# Texto selecionado
╔══

Desta forma, a partir da análise dos estudos, foram identificados três eixos temáticos que versavam sobre: (i) características do funcionamento e da dinâmica familiar de adolescentes em conflito com a lei; (ii) a percepção dos adolescentes acerca de suas famílias; e, (iii) metodologias de avaliação e intervenção voltadas à família, os quais são representados na Figura 3.
A respeito das características do funcionamento e da dinâmica familiar de adolescentes em conflito com a lei, verificou-se que os estudos ressaltaram a existência de fragilidades nas famílias (Lanza e Taylor, 2010; Nardi e Dell'Aglio, 2012; Van der Laan et al., 2010). Essas fragilidades acarretam dificuldades para a vinculação entre o jovem e a família, resultando em um enfraquecimento do controle sobre o comportamento do adolescente. Nesses casos, os pais exercem um tipo de disciplina "relaxada" (Nardi e Dell'Aglio, 2012), uma vez que evitam colocar limites e estabelecer contingências para comportamentos inadequados e antissociais de seus filhos. Nessas relações, os pais têm dificuldade em exercer o papel de protetores, no sentido de supervisionar os filhos e fornecer a eles suporte e apoio emocional. A falta de monitoramento parental, portanto, pode constituir-se em um grave fator de risco para o envolvimento com grupos infratores, atividades antissociais e uso de substâncias (Nardi e Dell'aglio, 2012).

╚══

# Registros fornecidos

╔══

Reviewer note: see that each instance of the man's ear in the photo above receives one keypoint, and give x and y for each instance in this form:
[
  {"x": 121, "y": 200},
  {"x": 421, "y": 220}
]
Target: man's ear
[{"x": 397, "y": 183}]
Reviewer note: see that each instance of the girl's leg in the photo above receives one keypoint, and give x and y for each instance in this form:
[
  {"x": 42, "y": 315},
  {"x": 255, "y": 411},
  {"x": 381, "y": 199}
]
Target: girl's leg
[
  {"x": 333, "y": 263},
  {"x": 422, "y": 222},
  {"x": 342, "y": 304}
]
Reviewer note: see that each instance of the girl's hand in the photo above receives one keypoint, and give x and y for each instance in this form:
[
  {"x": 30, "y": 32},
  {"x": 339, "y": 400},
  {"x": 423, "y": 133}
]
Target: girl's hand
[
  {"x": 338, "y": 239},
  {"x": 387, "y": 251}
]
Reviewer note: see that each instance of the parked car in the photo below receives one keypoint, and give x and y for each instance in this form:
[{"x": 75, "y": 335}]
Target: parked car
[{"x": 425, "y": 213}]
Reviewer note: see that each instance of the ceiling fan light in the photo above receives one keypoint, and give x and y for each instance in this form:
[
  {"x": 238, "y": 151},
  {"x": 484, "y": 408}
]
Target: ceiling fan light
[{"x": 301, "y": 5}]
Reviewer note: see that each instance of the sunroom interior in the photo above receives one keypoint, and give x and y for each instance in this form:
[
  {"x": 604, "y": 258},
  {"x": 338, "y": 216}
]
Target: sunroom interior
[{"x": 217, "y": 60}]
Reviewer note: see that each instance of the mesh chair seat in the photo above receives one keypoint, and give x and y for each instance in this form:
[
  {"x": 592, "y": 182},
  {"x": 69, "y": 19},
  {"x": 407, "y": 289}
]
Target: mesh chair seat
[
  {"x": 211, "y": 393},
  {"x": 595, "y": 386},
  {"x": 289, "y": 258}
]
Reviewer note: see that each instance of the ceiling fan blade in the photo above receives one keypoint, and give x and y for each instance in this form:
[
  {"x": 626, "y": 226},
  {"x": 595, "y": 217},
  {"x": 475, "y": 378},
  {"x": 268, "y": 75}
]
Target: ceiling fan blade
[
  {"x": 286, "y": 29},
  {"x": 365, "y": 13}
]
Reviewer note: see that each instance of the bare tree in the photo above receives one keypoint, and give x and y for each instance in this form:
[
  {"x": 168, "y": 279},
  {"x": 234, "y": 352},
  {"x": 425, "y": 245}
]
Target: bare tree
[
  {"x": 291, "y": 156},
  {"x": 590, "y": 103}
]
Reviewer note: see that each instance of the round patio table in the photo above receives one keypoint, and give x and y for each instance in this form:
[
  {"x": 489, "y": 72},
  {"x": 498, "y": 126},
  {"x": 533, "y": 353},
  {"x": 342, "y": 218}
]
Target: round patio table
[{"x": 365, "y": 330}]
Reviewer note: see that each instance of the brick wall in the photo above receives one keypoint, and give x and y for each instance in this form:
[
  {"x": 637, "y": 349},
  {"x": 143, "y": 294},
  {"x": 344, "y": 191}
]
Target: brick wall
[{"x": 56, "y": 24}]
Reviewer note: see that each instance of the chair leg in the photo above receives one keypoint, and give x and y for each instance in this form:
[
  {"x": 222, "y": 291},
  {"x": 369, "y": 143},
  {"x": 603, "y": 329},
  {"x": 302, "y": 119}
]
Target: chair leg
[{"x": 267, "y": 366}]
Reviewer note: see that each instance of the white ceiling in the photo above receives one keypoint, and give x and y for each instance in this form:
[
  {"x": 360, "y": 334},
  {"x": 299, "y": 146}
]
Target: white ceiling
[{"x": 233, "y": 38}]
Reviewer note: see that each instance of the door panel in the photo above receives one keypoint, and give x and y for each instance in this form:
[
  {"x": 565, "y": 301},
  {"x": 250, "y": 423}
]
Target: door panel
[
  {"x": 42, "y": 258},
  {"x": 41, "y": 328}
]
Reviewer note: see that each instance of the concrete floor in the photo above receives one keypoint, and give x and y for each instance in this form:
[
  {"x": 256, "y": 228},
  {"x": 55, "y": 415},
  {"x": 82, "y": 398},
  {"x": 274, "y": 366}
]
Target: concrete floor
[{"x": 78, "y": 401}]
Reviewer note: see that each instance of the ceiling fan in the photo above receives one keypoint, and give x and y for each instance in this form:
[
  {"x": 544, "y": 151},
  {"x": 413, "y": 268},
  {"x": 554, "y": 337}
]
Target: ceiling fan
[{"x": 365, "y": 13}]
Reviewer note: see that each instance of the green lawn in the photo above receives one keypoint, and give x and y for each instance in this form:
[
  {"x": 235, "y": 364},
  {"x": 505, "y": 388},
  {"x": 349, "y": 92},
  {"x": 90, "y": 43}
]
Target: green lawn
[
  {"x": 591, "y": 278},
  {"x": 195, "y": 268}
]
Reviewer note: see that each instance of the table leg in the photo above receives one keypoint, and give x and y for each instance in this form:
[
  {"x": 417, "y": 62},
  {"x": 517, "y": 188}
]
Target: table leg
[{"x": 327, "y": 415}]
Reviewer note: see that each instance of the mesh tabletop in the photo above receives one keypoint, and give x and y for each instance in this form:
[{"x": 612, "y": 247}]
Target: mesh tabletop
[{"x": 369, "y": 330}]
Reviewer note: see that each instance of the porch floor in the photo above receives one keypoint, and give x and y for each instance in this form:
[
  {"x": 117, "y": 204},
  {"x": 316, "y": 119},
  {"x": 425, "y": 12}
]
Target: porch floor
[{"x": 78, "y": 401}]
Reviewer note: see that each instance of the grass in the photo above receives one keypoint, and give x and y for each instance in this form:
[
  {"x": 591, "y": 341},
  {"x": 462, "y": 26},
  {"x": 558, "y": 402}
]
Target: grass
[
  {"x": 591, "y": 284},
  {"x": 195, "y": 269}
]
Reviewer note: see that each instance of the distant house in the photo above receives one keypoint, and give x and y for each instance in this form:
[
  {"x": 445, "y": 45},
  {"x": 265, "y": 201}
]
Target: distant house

╚══

# Detalhes do problema
Reproduza palavra por palavra, do início ao fim, o texto selecionado sobre as famílias de adolescentes em conflito com a lei. Os registros têm origem em outra fonte.

# A resposta
Desta forma, a partir da análise dos estudos, foram identificados três eixos temáticos que versavam sobre: (i) características do funcionamento e da dinâmica familiar de adolescentes em conflito com a lei; (ii) a percepção dos adolescentes acerca de suas famílias; e, (iii) metodologias de avaliação e intervenção voltadas à família, os quais são representados na Figura 3.
A respeito das características do funcionamento e da dinâmica familiar de adolescentes em conflito com a lei, verificou-se que os estudos ressaltaram a existência de fragilidades nas famílias (Lanza e Taylor, 2010; Nardi e Dell'Aglio, 2012; Van der Laan et al., 2010). Essas fragilidades acarretam dificuldades para a vinculação entre o jovem e a família, resultando em um enfraquecimento do controle sobre o comportamento do adolescente. Nesses casos, os pais exercem um tipo de disciplina "relaxada" (Nardi e Dell'Aglio, 2012), uma vez que evitam colocar limites e estabelecer contingências para comportamentos inadequados e antissociais de seus filhos. Nessas relações, os pais têm dificuldade em exercer o papel de protetores, no sentido de supervisionar os filhos e fornecer a eles suporte e apoio emocional. A falta de monitoramento parental, portanto, pode constituir-se em um grave fator de risco para o envolvimento com grupos infratores, atividades antissociais e uso de substâncias (Nardi e Dell'aglio, 2012).